Required work >> Filter this material down to the lines that contain the string "distant", and return those lines.

--- Provided records Enclosed Below ---

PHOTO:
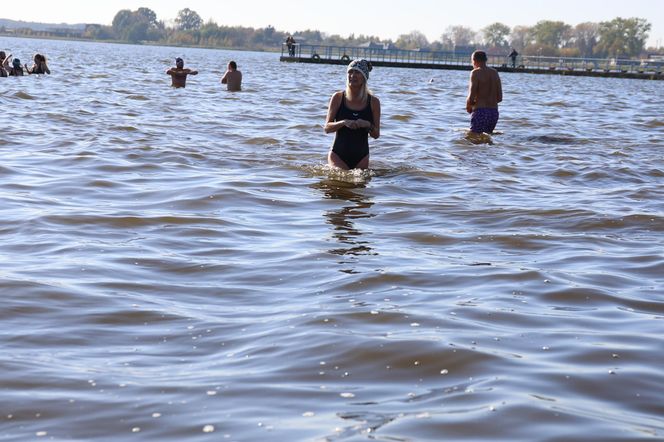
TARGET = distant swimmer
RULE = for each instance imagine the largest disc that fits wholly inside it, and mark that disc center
(16, 70)
(354, 115)
(179, 73)
(484, 93)
(232, 78)
(4, 64)
(39, 67)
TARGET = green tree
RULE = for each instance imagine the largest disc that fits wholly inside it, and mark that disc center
(495, 35)
(459, 36)
(412, 40)
(554, 34)
(137, 25)
(188, 20)
(521, 37)
(623, 37)
(584, 38)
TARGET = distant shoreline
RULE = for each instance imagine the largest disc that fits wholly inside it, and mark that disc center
(122, 42)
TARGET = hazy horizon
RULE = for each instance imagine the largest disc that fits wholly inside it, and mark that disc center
(385, 19)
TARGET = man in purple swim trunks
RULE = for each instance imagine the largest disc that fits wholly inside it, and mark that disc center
(484, 94)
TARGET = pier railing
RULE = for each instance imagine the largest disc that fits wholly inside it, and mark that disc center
(452, 60)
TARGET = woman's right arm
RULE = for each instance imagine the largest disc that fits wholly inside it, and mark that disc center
(330, 124)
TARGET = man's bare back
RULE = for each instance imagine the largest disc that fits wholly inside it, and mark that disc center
(484, 93)
(232, 78)
(179, 74)
(485, 89)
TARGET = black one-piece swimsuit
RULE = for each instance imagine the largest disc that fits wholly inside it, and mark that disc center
(352, 145)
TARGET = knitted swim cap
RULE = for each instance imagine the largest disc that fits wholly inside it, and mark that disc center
(363, 66)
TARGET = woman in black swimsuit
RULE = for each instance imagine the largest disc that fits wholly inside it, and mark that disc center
(353, 115)
(40, 66)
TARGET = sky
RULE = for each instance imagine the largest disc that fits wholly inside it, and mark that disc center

--- End of Enclosed Provided records ---

Exercise answer >>
TARGET = distant swimmer
TARGET = distant shoreline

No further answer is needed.